**Brief**
From the Nvidia article, copy the passage between "Far from a GPU" and "vehicle for it.", inclusive, and swap "edge devices" for "data centers".

Cats are lions and winter is now summer as Nvidia researchers show off a pair of generative adversarial networks that can be used to generate images.
Written by Chris Duckett, Contributor
nvidianeuralnetworkstreet.jpg
(Image: Nvidia)

Nvidia researchers have used a pair of generative adversarial networks (GANs) along with some unsupervised learning to create an image-to-image translation network that could allow for artificial intelligence (AI) training times to be reduced.

In a blog post, the company explained how its GANs are trained on different data sets, but share a "latent space assumption" that allows for the generation of images by passing the image representation from one GAN to the next.

"The use of GANs isn't novel in unsupervised learning, but the Nvidia research produced results -- with shadows peeking through thick foliage under partly cloudy skies -- far ahead of anything seen before," the company said.

The benefits of this work could allow for network training to require less labelled data, it said.

"For self-driving cars alone, training data could be captured once and then simulated across a variety of virtual conditions: Sunny, cloudy, snowy, rainy, nighttime, etc," Nvidia said.

nvidianeuralnetworkcats.jpg
(Image: Nvidia)

Nvidia showed how a picture taken in winter could be "imagined" as a summer's day, and how an image of a house cat could be used to generate images of lions, tigers, and cougars.

Far from a GPU company focused solely on gaming, Nvidia has been attempting to push its hardware into edge devices and using artificial intelligence as the vehicle for it.

Last week, the company announced that it had struck a deal with GE Healthcare to update 500,000 medical imaging devices deployed across the globe with Revolution Frontier CT, which will allow for better imaging at hospitals.

GE said the speedier Revolution Frontier would be better at liver lesion detection and kidney lesion characterisation, and has the potential to reduce the number of follow-up appointments and the number of non-interpretable scans.

For its third quarter, Nvidia posted record quarterly revenue of $2.64 billion, of which its datacentre segment nearly doubled the $240 million in sales posted at the same time last year, to report $501 million in revenue.

**Given entries**

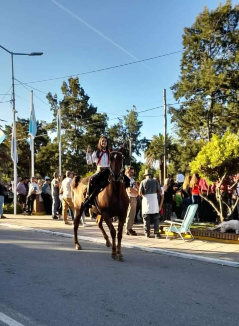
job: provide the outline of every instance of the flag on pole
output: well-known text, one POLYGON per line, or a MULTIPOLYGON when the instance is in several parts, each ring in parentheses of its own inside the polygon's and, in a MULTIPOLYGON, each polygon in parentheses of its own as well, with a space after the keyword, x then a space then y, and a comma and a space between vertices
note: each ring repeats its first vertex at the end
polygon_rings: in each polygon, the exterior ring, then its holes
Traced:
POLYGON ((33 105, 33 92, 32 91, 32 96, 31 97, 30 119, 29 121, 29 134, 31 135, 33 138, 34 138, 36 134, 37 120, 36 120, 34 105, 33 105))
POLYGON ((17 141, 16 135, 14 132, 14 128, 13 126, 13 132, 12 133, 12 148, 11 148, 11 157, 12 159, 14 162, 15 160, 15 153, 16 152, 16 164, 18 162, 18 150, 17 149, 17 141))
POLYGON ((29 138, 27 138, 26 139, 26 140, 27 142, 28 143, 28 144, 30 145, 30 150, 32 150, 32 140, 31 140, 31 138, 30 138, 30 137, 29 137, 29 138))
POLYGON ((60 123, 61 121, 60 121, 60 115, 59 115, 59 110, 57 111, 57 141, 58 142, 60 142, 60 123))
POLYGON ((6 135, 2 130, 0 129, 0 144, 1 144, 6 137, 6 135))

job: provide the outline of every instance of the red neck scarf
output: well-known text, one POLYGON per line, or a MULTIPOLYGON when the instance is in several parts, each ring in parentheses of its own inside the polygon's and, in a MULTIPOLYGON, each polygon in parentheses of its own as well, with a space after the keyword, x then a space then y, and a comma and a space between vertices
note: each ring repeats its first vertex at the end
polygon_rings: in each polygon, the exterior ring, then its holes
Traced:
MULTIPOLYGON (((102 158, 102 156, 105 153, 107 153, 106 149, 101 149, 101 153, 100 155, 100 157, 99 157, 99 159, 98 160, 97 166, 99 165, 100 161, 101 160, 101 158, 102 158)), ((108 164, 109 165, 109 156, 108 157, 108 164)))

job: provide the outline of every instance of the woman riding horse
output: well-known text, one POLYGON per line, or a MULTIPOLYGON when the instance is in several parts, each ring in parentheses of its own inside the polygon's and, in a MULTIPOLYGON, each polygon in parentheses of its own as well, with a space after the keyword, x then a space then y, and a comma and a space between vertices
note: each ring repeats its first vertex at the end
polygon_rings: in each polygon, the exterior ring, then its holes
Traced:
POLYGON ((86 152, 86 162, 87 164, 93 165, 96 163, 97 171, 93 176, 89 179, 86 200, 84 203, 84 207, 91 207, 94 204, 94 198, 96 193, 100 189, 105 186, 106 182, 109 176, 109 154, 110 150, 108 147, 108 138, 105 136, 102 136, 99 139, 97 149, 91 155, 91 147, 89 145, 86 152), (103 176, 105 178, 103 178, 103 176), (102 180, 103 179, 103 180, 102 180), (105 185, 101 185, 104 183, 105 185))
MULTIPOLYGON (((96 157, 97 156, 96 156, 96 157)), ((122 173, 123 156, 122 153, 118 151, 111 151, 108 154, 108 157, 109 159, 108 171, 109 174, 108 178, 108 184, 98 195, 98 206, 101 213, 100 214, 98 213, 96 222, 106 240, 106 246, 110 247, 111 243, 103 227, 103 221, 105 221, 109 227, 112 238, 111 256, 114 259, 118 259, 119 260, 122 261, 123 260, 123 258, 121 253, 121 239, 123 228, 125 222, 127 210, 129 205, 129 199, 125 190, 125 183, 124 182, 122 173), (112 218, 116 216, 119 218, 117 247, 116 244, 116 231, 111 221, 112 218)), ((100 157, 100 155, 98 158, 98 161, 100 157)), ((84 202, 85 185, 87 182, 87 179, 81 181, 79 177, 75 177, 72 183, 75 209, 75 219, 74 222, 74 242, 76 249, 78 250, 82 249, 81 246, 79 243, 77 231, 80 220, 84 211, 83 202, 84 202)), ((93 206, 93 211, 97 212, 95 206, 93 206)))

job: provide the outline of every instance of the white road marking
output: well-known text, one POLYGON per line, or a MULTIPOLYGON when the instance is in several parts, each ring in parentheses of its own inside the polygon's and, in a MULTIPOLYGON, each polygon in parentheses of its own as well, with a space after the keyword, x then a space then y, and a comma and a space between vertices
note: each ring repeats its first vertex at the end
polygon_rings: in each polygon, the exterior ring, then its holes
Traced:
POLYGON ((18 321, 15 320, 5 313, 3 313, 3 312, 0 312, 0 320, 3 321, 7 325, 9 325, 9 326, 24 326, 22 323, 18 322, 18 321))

--

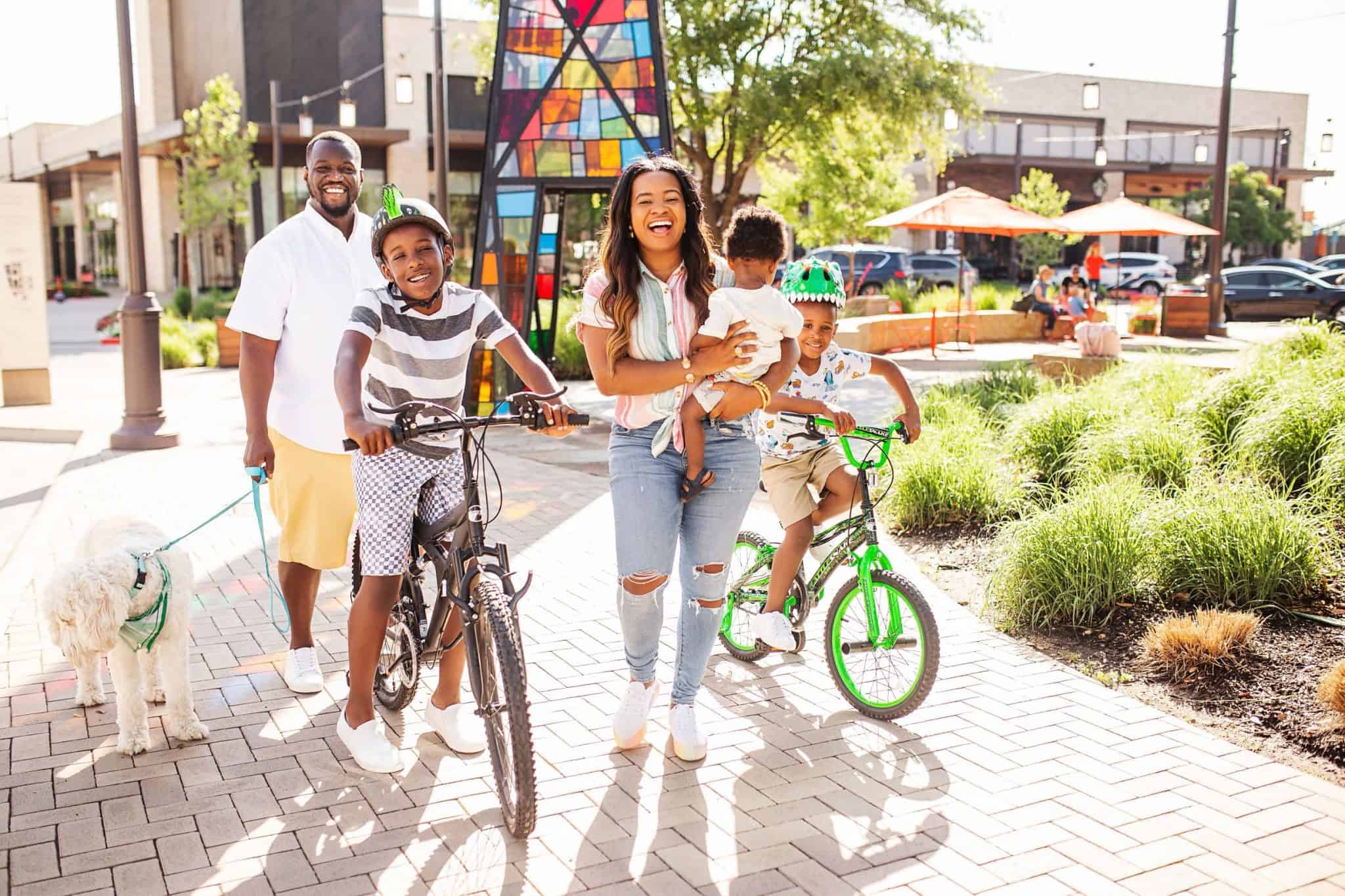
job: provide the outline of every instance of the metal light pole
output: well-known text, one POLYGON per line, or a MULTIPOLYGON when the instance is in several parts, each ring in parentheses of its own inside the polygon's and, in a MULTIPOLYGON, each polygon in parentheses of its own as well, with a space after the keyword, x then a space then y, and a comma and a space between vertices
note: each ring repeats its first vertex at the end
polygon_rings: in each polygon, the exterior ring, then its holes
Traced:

---

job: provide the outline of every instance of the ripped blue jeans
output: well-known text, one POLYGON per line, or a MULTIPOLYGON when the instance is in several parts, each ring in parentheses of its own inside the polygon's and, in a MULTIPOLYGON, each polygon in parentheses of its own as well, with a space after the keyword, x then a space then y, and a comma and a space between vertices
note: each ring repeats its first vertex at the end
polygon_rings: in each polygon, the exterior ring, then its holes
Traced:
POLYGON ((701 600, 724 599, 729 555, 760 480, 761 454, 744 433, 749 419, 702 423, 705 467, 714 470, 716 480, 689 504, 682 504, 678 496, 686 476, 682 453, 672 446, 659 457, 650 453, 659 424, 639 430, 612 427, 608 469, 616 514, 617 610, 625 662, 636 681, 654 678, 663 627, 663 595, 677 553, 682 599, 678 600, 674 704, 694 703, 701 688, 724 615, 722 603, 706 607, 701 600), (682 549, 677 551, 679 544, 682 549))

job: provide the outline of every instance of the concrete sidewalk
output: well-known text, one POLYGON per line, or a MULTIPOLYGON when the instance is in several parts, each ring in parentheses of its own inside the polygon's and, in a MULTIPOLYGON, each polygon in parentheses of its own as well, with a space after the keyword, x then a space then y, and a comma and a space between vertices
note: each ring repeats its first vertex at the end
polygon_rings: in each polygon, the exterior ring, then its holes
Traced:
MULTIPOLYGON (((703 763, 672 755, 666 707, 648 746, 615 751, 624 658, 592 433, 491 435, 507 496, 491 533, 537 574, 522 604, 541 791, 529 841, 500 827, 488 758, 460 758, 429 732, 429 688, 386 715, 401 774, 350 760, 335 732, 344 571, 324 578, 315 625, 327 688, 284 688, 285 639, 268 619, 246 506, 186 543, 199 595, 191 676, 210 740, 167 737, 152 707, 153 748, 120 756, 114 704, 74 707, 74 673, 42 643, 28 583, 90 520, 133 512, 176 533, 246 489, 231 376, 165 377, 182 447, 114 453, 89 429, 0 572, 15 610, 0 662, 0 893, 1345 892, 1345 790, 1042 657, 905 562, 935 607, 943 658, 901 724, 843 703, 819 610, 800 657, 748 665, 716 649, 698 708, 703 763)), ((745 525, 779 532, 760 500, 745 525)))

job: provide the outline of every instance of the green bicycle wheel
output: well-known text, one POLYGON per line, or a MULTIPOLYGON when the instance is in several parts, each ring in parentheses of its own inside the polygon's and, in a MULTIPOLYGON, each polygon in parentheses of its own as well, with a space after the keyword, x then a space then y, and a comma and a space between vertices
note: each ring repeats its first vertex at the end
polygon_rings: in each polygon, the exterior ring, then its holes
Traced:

**Answer to the problem**
Far from a GPU company focused solely on gaming, Nvidia has been attempting to push its hardware into data centers and using artificial intelligence as the vehicle for it.